> EXCERPT:
· · · · ·

The Strategic Plan for the City of Chico Park Department includes, beyond the current staffing level, the addition of one more full-time tree worker for effective implementation. Please let the Park Commission and the City Council know that you would support a Park Department budget increase so that sufficient staff can be hired to maintain the health of all of our beautiful trees throughout the city.

Elizabeth Tice

There are times when one sees something dreadful coming with no apparent means of avoiding the inevitable outcome. Like watching as I once did while Glen Canyon sank inch by inch under the rising waters of the Colorado River. Like realizing that my friend would die of cancer no matter what desperate measures might be taken to prevent it. Like being caught in the path of a speeding truck with no escape.

But if ever I have dreaded the coming of anything, I have never dreaded anything more than the coming of this war with Iraq.

· · · · ·

> Records contained in a dataset:
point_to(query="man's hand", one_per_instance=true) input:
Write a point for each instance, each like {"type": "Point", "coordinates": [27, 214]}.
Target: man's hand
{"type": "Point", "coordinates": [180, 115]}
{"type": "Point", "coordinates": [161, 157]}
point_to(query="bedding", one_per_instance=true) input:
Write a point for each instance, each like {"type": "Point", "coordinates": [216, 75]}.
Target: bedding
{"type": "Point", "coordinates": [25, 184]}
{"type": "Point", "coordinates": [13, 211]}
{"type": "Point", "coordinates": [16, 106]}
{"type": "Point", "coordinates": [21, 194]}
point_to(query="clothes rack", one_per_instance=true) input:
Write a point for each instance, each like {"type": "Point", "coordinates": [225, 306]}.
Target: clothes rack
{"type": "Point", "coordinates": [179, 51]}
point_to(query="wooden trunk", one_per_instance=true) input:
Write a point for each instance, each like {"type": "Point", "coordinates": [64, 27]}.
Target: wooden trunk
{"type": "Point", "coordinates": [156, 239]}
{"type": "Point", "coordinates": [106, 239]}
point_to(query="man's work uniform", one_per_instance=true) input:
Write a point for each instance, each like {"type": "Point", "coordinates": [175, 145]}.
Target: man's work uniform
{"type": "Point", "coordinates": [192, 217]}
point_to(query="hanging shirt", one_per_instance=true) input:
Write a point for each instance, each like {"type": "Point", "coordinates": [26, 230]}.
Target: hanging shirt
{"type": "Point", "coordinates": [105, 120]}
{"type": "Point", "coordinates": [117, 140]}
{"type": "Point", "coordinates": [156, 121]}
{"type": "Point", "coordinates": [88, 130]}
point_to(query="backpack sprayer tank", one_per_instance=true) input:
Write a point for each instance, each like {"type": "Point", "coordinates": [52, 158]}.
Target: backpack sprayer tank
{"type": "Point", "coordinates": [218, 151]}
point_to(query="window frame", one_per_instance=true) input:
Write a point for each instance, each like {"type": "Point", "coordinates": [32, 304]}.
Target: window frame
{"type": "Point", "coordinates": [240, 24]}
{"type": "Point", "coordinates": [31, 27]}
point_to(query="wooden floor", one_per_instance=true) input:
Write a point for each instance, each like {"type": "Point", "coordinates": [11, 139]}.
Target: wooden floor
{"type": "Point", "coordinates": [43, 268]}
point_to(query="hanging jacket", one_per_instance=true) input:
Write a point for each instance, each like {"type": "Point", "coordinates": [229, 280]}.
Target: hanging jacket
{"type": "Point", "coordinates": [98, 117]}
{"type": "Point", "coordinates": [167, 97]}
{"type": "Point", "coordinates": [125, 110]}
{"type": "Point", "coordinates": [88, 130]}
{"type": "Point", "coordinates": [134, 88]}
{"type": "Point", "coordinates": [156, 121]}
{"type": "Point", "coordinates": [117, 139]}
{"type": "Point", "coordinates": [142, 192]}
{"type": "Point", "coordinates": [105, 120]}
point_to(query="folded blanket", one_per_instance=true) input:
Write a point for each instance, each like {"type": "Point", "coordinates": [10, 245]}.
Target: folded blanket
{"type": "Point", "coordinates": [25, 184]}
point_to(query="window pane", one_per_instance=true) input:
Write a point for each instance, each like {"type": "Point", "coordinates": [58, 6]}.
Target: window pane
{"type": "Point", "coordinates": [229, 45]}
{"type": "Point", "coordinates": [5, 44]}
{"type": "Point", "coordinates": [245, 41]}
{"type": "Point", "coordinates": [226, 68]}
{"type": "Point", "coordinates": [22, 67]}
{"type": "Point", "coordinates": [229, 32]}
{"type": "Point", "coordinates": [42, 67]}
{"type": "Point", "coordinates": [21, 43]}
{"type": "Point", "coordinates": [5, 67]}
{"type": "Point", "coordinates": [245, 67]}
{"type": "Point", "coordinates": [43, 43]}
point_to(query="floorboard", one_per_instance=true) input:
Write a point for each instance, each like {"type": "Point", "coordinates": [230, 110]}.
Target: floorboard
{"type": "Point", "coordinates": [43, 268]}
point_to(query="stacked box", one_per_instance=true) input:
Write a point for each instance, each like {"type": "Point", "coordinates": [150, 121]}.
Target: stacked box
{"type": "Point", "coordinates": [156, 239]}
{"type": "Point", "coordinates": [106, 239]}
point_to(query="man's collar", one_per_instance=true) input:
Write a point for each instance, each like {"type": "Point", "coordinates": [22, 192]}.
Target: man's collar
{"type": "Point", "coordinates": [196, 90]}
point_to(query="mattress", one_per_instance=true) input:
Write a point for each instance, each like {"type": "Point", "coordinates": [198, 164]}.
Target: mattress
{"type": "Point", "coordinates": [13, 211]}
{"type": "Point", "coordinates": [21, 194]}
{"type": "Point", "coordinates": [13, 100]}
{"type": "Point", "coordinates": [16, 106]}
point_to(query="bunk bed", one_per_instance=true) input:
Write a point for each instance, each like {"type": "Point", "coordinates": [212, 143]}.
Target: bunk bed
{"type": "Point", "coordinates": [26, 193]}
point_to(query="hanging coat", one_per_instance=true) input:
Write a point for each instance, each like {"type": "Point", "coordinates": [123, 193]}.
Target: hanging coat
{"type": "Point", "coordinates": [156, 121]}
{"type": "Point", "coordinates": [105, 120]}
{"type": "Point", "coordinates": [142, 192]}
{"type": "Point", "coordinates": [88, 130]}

· · · · ·

> LIST OF TASKS:
1. Answer these about the excerpt on Chico's trees and the Iraq war:
(a) What addition beyond current staffing does the Strategic Plan for the City of Chico Park Department include?
(b) Which two bodies should hear of support for a Park Department budget increase?
(c) What did the writer once watch sink under the rising waters of the Colorado River?
2. Please proceed with the excerpt on Chico's trees and the Iraq war, writing on from its final sentence.
The records were taken from a separate source.

> RESPONSES IN ORDER:
1.
(a) One more full-time tree worker.
(b) The Park Commission and the City Council.
(c) Glen Canyon.

2.
To watch our president pushing forward with this war is like watching a blind man who has stumbled to the very edge of a 1,000-foot precipice and is unknowingly about to plunge to his death. I watch helplessly as he takes that last fatal step, knowing that a whole nation, a whole world perhaps, may very well fall with him.

I ought to be able to bring our nation back from the brink of this disaster by simply pointing out that we can’t hope to defend anything we care about by becoming the bully of the world. I might say that our superior power is so fatal to us that we hardly need to worry about being attacked from without when are doing such a good job of attacking ourselves from within. I might say that, should we ever realize our ambition of “defense through world conquest,” we’d have nothing left worth defending.

Lin Jensen

Pledge of resistance
I believe that, as a person living in the United States, it is my responsibility to resist the injustices done by our government in my name.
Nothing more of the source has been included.